=== Excerpted records ===
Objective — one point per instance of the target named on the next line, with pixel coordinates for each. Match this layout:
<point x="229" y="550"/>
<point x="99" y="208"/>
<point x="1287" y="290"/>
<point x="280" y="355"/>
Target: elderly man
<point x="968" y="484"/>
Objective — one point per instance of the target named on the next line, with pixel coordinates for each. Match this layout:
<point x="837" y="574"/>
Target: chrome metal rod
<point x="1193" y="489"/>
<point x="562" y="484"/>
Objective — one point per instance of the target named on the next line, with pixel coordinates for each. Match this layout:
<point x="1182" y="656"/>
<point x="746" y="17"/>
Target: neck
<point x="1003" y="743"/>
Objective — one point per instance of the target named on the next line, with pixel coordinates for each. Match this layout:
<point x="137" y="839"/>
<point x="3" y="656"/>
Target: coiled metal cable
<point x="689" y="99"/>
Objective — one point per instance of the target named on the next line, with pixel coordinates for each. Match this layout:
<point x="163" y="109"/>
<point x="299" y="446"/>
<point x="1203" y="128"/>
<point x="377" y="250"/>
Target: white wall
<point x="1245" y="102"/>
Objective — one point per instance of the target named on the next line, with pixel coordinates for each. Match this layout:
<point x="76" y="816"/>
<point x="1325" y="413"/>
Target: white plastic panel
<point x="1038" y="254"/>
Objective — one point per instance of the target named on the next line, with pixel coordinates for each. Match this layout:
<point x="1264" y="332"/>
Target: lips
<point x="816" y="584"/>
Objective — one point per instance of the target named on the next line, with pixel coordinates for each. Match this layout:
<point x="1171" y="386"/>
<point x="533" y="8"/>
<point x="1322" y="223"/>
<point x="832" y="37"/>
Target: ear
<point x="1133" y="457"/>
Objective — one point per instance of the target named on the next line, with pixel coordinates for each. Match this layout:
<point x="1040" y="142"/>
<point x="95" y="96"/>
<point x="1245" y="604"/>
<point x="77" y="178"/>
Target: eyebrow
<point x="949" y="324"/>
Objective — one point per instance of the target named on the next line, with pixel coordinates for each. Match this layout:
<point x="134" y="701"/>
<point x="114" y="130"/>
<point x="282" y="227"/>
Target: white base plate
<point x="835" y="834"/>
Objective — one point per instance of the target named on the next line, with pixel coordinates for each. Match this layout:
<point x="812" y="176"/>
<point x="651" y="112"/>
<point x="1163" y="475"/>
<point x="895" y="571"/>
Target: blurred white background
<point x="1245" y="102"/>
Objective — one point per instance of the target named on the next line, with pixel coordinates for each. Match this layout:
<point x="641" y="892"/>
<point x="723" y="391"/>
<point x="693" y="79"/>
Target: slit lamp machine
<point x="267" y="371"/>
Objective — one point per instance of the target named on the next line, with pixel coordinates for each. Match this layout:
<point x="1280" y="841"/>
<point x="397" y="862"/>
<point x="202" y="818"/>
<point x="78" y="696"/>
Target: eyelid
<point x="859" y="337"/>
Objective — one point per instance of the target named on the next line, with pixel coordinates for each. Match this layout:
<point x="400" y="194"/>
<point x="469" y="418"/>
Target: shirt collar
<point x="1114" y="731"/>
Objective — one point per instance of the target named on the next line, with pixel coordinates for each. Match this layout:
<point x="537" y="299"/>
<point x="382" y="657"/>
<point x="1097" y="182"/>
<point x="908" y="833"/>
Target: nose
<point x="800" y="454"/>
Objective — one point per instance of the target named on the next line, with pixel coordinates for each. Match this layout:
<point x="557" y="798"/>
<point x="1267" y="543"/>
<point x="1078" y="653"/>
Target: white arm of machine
===
= Problem requirements =
Exactly reproduce all of the entries above.

= Result =
Objective — one point per instance of the target named on the next line, with pixel coordinates for each. Match this layout:
<point x="229" y="550"/>
<point x="99" y="208"/>
<point x="1287" y="290"/>
<point x="280" y="355"/>
Target: elderly man
<point x="968" y="484"/>
Objective — one point per instance of the target named on the next line, with pixel coordinates for each. Match this layout:
<point x="837" y="574"/>
Target: chrome metal rod
<point x="1193" y="489"/>
<point x="562" y="484"/>
Objective — one point per instance of the target named on the next line, with pixel coordinates for each. Match this layout:
<point x="1182" y="656"/>
<point x="746" y="17"/>
Target: neck
<point x="1003" y="743"/>
Objective — one point per instance of the target named on the next line, with pixel coordinates for each. Match this layout:
<point x="137" y="839"/>
<point x="3" y="656"/>
Target: coiled metal cable
<point x="689" y="99"/>
Objective — one point per instance of the target named on the next line, with pixel coordinates for each. Match this layout:
<point x="163" y="109"/>
<point x="299" y="446"/>
<point x="1203" y="128"/>
<point x="377" y="250"/>
Target: white wall
<point x="1245" y="102"/>
Objective — one point per instance of the target named on the next line, with pixel coordinates for each. Match this layout:
<point x="76" y="816"/>
<point x="1325" y="413"/>
Target: white plastic panel
<point x="1038" y="254"/>
Objective — one point per instance of the target named on the next line, with pixel coordinates for each. Match this layout:
<point x="1264" y="332"/>
Target: lips
<point x="816" y="584"/>
Objective — one point per instance of the target named on the next line, with pixel coordinates for each. Match this layout:
<point x="1171" y="386"/>
<point x="533" y="8"/>
<point x="1322" y="223"/>
<point x="832" y="37"/>
Target: ear
<point x="1133" y="457"/>
Objective — one point per instance of the target named on the next line, with pixel coordinates for each. Match this layout:
<point x="1040" y="142"/>
<point x="95" y="96"/>
<point x="1245" y="604"/>
<point x="77" y="178"/>
Target: eyebrow
<point x="949" y="324"/>
Objective — one point per instance of the target named on the next line, with pixel coordinates for each. Match this layout:
<point x="134" y="701"/>
<point x="114" y="130"/>
<point x="282" y="227"/>
Target: white base plate
<point x="835" y="834"/>
Objective — one point per instance of the target named on the next line, with pixel coordinates for each. Match this layout:
<point x="812" y="176"/>
<point x="651" y="112"/>
<point x="1163" y="475"/>
<point x="895" y="571"/>
Target: blurred white background
<point x="1245" y="102"/>
Objective — one point per instance of the target named on the next line, with pixel coordinates for each. Match this layout:
<point x="641" y="892"/>
<point x="723" y="391"/>
<point x="693" y="79"/>
Target: slit lamp machine
<point x="267" y="371"/>
Objective — one point per instance of the target named on the next line, with pixel coordinates for each. Match this layout:
<point x="1280" y="841"/>
<point x="397" y="862"/>
<point x="202" y="818"/>
<point x="78" y="696"/>
Target: eyelid
<point x="859" y="337"/>
Objective — one point per instance of the target named on the next line, with pixel coordinates for each. Match this layout:
<point x="400" y="194"/>
<point x="469" y="418"/>
Target: shirt collar
<point x="1114" y="731"/>
Objective — one point per instance of the target named on the next line, with pixel coordinates for each. Match this layout:
<point x="537" y="299"/>
<point x="382" y="657"/>
<point x="1097" y="182"/>
<point x="908" y="833"/>
Target: nose
<point x="800" y="454"/>
Objective — one point per instance of the target named on the next line, with pixel coordinates for each. Match this layout:
<point x="557" y="798"/>
<point x="1267" y="543"/>
<point x="1078" y="653"/>
Target: white arm of machine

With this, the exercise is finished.